Count the lines of the entries below that contain the string "shoe", and reply with that number alone.
▽
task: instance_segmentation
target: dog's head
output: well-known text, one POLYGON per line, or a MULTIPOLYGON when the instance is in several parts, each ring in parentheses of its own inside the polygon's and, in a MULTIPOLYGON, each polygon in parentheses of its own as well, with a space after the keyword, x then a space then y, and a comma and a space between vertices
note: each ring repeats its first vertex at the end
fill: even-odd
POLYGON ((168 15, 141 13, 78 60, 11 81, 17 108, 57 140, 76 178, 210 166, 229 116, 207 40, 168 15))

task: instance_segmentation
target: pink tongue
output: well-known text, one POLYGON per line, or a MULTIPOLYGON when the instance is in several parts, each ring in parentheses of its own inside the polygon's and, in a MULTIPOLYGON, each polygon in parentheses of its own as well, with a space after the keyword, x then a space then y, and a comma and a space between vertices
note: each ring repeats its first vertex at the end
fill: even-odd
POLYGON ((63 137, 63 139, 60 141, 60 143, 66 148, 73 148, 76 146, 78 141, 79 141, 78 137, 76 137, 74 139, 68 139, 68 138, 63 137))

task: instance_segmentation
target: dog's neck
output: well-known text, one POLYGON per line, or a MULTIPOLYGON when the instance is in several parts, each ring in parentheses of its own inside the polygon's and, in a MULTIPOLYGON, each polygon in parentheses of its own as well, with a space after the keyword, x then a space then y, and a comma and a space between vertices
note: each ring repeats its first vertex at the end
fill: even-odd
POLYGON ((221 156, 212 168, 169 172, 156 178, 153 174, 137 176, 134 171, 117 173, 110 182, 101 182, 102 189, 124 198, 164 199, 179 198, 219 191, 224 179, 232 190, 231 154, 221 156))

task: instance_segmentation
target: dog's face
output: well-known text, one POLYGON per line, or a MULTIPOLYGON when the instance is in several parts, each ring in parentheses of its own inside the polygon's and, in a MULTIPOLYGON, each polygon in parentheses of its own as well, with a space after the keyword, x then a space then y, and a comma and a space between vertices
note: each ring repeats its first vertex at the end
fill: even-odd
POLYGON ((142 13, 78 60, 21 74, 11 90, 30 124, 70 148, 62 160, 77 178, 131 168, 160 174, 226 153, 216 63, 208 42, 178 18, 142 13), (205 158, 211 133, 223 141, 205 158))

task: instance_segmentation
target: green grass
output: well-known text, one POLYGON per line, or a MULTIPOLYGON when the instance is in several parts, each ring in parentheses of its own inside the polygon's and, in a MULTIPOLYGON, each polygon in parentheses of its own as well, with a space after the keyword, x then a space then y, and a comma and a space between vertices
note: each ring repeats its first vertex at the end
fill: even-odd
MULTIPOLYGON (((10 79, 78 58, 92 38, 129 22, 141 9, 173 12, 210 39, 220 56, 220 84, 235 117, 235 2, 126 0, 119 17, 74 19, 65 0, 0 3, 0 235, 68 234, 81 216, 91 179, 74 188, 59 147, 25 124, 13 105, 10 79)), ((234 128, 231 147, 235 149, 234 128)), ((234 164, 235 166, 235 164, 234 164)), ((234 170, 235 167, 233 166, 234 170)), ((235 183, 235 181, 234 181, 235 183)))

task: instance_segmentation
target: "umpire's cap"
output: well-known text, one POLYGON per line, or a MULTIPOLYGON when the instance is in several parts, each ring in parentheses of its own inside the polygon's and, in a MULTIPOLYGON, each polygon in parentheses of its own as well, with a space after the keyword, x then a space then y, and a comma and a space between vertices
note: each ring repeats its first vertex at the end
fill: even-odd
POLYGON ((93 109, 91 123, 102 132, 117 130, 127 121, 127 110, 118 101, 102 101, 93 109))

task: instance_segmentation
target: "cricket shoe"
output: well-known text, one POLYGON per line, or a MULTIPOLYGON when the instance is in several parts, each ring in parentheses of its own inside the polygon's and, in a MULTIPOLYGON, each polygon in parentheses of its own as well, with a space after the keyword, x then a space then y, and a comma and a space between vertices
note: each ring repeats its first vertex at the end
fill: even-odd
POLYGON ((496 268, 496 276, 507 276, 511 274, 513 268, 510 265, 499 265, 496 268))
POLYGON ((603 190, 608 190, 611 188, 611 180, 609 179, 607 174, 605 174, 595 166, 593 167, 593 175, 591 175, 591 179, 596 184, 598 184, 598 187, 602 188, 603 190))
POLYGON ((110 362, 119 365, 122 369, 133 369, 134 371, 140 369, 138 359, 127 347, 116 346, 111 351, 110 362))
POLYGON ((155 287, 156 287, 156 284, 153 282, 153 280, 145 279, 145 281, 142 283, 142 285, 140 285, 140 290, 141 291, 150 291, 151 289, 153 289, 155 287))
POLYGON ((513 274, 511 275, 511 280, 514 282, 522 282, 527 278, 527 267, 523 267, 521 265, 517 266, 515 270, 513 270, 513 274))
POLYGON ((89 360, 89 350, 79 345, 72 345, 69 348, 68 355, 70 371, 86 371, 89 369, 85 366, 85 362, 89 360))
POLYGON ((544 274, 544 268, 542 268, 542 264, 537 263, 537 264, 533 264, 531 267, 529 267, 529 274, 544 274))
△
▽
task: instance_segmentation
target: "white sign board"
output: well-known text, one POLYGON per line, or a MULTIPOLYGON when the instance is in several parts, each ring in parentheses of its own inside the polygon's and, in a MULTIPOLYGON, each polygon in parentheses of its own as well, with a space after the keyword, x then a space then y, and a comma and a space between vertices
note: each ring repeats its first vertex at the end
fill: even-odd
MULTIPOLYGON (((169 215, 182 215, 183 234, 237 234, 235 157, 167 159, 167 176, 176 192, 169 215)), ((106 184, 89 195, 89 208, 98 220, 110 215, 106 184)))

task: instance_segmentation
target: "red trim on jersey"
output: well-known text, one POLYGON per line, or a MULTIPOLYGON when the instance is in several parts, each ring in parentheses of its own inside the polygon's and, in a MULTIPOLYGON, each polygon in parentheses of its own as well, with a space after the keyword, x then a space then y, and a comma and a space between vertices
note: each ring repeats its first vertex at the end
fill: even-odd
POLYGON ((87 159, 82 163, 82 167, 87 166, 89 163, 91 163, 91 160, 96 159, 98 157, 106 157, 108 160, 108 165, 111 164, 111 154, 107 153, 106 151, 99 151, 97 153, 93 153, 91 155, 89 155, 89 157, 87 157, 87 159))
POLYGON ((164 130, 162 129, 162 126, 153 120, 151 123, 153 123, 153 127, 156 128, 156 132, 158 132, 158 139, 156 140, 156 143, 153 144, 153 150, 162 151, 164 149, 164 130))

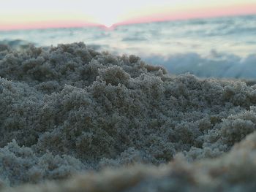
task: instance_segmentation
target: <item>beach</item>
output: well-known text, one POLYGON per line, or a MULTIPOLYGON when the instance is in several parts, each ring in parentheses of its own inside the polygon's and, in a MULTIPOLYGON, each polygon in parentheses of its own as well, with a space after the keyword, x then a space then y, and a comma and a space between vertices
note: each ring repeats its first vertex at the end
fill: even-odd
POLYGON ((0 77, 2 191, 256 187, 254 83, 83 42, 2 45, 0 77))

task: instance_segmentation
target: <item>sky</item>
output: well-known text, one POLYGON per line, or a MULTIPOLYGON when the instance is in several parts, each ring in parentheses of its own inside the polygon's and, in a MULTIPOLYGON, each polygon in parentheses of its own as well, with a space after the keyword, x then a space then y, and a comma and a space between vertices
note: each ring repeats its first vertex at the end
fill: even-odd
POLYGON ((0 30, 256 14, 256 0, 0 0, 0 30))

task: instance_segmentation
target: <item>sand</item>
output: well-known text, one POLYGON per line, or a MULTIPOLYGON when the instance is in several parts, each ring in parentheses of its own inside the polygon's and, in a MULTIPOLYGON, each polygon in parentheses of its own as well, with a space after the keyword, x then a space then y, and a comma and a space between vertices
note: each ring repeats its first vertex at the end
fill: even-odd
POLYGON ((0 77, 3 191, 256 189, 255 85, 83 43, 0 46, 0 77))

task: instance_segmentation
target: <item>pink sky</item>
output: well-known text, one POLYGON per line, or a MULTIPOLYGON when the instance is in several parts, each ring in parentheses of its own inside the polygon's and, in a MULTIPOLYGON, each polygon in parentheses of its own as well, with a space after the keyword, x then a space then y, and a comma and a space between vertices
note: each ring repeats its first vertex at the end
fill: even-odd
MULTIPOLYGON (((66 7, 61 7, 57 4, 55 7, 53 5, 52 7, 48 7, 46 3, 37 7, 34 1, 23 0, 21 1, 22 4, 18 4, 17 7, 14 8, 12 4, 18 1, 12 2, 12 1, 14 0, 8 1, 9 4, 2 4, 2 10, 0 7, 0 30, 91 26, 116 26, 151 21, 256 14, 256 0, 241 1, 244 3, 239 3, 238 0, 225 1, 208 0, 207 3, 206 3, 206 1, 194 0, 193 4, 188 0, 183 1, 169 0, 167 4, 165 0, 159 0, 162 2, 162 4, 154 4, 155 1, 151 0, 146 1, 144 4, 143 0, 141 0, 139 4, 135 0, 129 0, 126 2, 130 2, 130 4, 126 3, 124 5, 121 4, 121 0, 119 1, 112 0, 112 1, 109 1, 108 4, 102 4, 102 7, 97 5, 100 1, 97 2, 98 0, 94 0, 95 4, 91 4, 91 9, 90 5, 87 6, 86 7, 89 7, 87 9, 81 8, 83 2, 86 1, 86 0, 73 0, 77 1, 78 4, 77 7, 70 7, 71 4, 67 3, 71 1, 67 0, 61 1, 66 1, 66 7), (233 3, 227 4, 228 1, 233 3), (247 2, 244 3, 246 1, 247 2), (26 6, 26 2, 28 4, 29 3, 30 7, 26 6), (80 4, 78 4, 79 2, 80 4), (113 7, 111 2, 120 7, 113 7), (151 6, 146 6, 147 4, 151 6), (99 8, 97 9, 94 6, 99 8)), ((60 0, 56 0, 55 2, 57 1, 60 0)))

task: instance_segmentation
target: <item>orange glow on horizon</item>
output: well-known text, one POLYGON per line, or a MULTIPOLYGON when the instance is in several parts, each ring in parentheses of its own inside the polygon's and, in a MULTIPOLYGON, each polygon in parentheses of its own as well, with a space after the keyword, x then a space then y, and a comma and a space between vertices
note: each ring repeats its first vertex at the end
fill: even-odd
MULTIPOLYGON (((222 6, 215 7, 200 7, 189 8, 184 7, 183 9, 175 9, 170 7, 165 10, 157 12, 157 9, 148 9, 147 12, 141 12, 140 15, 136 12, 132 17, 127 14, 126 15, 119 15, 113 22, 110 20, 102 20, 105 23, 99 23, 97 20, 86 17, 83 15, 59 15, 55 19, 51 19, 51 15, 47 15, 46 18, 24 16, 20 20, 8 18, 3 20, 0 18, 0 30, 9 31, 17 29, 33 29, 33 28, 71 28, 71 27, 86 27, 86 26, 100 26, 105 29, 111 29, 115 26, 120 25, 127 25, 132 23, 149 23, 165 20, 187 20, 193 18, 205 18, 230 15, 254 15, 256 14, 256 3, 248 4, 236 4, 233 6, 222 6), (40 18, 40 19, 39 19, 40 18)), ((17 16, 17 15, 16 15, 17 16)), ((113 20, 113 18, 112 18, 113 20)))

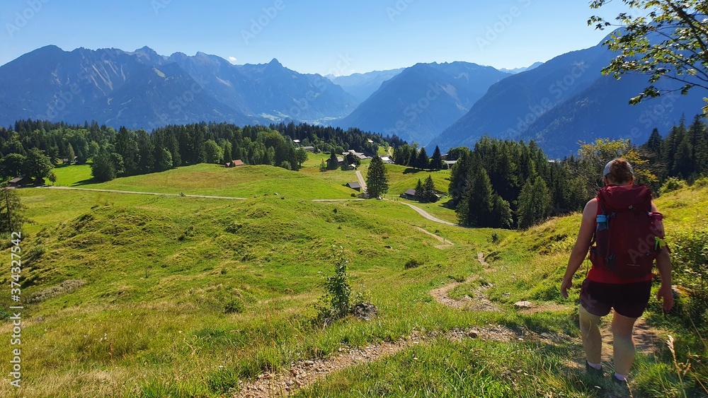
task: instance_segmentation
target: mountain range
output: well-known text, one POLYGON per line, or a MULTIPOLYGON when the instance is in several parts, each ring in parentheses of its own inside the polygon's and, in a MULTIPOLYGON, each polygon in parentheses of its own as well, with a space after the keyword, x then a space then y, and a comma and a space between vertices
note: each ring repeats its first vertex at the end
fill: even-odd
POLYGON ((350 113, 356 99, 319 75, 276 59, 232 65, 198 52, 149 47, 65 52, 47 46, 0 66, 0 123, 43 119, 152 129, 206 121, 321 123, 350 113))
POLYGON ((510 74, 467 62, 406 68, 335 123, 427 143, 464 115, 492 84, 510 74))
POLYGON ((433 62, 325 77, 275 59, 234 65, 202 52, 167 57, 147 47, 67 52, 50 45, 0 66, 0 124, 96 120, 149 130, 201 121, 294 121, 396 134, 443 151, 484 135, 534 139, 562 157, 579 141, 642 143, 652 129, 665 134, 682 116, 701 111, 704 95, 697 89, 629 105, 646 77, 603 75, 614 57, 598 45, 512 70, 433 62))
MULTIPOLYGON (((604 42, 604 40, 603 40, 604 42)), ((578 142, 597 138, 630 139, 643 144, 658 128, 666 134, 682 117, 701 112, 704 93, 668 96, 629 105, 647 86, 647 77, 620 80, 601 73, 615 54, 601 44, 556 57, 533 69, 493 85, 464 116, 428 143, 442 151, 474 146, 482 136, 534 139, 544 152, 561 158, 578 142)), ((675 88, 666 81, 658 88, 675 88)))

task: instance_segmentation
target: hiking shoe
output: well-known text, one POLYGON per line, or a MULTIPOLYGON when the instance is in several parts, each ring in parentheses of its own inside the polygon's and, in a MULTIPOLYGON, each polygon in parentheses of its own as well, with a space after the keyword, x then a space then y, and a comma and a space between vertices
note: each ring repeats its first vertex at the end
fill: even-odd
△
Written answer → 2